-- begin Data in this exercise --

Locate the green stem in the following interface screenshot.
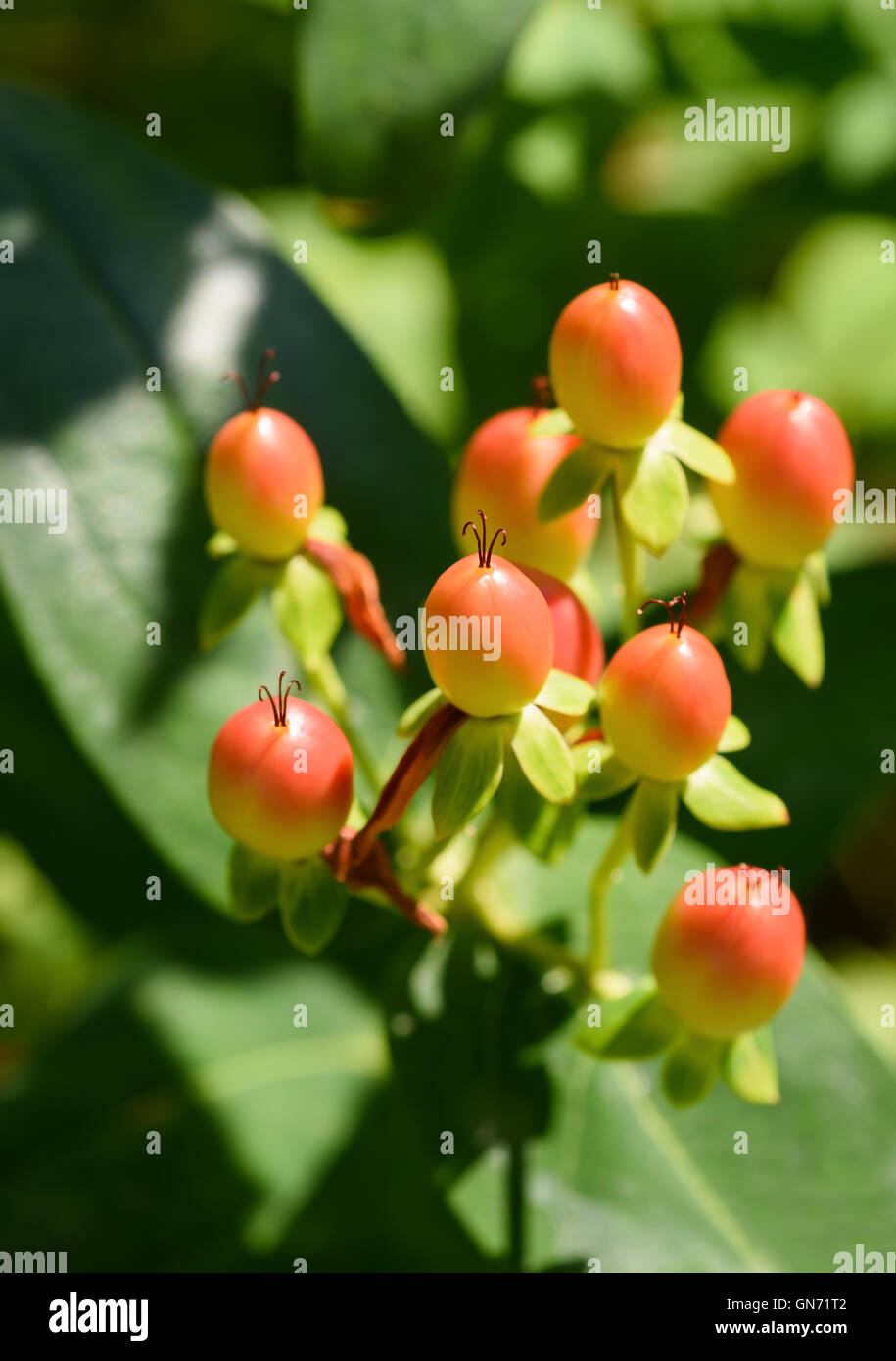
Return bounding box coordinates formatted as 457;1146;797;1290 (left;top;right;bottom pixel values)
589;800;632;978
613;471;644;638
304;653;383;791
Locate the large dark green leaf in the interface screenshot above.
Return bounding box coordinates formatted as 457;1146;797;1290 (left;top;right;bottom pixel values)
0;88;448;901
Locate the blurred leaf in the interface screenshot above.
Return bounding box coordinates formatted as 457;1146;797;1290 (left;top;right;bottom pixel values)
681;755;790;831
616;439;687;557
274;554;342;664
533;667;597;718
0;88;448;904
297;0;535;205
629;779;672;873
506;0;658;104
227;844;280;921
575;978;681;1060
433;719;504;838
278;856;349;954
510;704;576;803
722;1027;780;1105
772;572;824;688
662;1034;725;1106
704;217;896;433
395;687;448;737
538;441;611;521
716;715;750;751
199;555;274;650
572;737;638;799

-- end Data in this exercise --

### Problem description
Repeat all of the lines above with "interface screenshot" replaced by "image" wherever it appears, changing nothing else. Omit the pictures from your answer.

### Task response
Locate the green stem in the following image.
Return bounding box coordinates formatted as 457;1146;797;1290 (left;top;right;bottom pixel values)
589;800;632;978
613;471;644;638
304;653;383;791
Locate the large dark green leaf in the image above.
Return bounding box coordinates formatted as 457;1146;797;1290 (left;top;right;bottom pixel values)
0;88;448;901
Locate the blurred leaf in the image above.
Return bounding box coordinates formatted as 457;1146;797;1290 (left;top;right;bottom pixel values)
681;755;790;831
616;439;687;557
274;554;342;664
533;667;597;718
0;88;448;904
297;0;535;205
629;779;672;873
506;0;658;104
227;844;280;921
575;978;681;1060
433;719;504;838
278;856;349;954
510;704;576;803
722;1027;780;1105
772;572;824;688
662;1034;725;1106
704;217;896;433
395;687;448;737
538;441;611;521
716;715;750;751
199;555;274;650
572;737;638;799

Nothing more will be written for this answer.